◆ Problem requirements
Wherever a line in the material contains the word "cloud", copy that line.
** Records supplied follows **
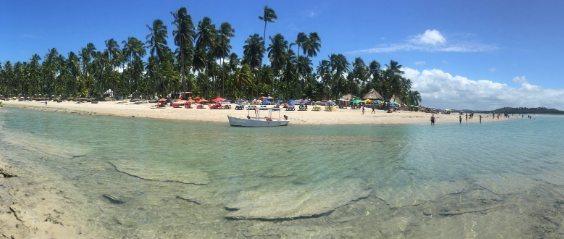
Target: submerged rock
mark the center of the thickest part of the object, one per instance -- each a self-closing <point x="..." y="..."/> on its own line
<point x="6" y="172"/>
<point x="157" y="173"/>
<point x="113" y="199"/>
<point x="296" y="201"/>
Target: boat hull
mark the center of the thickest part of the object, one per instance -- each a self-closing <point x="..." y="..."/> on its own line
<point x="236" y="121"/>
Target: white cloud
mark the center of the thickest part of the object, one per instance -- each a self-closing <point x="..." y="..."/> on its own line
<point x="440" y="89"/>
<point x="430" y="41"/>
<point x="520" y="80"/>
<point x="430" y="37"/>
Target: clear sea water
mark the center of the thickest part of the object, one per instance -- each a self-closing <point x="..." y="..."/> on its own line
<point x="209" y="180"/>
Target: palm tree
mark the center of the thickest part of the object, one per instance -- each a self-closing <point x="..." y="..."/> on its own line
<point x="156" y="41"/>
<point x="339" y="65"/>
<point x="35" y="70"/>
<point x="253" y="53"/>
<point x="301" y="39"/>
<point x="113" y="51"/>
<point x="133" y="49"/>
<point x="414" y="97"/>
<point x="268" y="16"/>
<point x="391" y="83"/>
<point x="50" y="69"/>
<point x="243" y="77"/>
<point x="183" y="38"/>
<point x="277" y="54"/>
<point x="226" y="32"/>
<point x="73" y="66"/>
<point x="205" y="40"/>
<point x="311" y="46"/>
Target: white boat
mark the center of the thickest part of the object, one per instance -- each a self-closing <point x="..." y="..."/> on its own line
<point x="258" y="121"/>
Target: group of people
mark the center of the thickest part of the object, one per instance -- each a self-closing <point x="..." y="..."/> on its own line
<point x="459" y="118"/>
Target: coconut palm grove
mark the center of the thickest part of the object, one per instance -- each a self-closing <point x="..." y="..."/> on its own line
<point x="203" y="62"/>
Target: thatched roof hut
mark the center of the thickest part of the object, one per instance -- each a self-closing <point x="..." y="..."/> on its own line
<point x="349" y="97"/>
<point x="373" y="95"/>
<point x="396" y="99"/>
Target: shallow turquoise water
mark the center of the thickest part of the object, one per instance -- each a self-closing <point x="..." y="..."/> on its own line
<point x="211" y="180"/>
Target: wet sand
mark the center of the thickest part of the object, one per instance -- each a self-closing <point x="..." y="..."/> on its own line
<point x="340" y="116"/>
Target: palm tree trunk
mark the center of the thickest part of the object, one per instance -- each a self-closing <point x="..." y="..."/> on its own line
<point x="223" y="70"/>
<point x="183" y="71"/>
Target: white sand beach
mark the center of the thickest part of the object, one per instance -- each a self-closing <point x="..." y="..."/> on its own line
<point x="340" y="116"/>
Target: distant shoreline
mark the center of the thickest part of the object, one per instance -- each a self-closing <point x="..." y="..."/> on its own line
<point x="339" y="117"/>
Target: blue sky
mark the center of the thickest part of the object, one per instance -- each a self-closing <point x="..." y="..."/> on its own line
<point x="459" y="54"/>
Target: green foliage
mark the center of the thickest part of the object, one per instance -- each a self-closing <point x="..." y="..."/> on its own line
<point x="193" y="66"/>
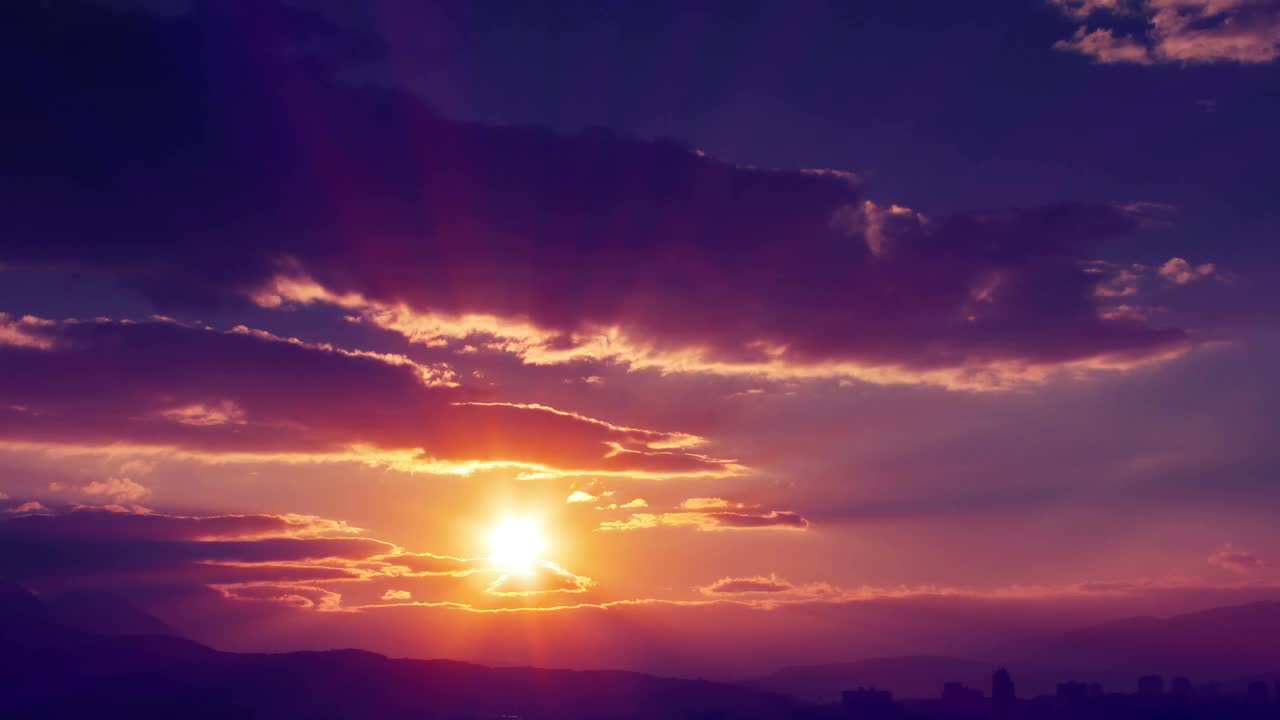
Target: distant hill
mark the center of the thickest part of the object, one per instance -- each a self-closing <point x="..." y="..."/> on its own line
<point x="1223" y="643"/>
<point x="50" y="670"/>
<point x="922" y="677"/>
<point x="104" y="613"/>
<point x="914" y="677"/>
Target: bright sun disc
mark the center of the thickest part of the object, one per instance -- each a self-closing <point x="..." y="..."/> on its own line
<point x="516" y="543"/>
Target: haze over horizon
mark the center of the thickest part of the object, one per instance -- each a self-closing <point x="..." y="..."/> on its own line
<point x="691" y="338"/>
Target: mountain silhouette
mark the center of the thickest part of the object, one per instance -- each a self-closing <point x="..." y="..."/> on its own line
<point x="49" y="670"/>
<point x="104" y="613"/>
<point x="1221" y="642"/>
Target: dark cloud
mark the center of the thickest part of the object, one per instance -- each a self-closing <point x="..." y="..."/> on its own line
<point x="543" y="578"/>
<point x="256" y="557"/>
<point x="167" y="384"/>
<point x="205" y="181"/>
<point x="771" y="519"/>
<point x="1235" y="560"/>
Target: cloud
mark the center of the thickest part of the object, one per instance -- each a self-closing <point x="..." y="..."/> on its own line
<point x="777" y="589"/>
<point x="542" y="247"/>
<point x="1174" y="31"/>
<point x="543" y="578"/>
<point x="1235" y="560"/>
<point x="579" y="496"/>
<point x="118" y="490"/>
<point x="712" y="514"/>
<point x="759" y="583"/>
<point x="279" y="559"/>
<point x="1180" y="272"/>
<point x="703" y="502"/>
<point x="117" y="384"/>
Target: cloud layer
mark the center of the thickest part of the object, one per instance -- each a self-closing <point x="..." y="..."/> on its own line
<point x="1174" y="31"/>
<point x="227" y="395"/>
<point x="269" y="181"/>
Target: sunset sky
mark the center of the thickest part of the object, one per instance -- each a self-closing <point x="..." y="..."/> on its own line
<point x="639" y="335"/>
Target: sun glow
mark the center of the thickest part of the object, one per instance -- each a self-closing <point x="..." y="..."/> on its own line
<point x="516" y="543"/>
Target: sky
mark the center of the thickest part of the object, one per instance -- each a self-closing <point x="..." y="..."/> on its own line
<point x="685" y="337"/>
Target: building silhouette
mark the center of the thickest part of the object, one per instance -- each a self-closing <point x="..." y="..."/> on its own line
<point x="1004" y="698"/>
<point x="869" y="703"/>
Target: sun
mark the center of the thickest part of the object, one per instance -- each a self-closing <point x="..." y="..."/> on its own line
<point x="516" y="543"/>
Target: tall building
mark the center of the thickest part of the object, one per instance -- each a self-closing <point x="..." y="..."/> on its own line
<point x="1004" y="700"/>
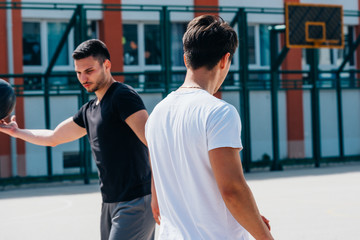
** End of Records supplied **
◆ Response area
Target: white cloud
Target: dark cloud
Target: cloud
Target: cloud layer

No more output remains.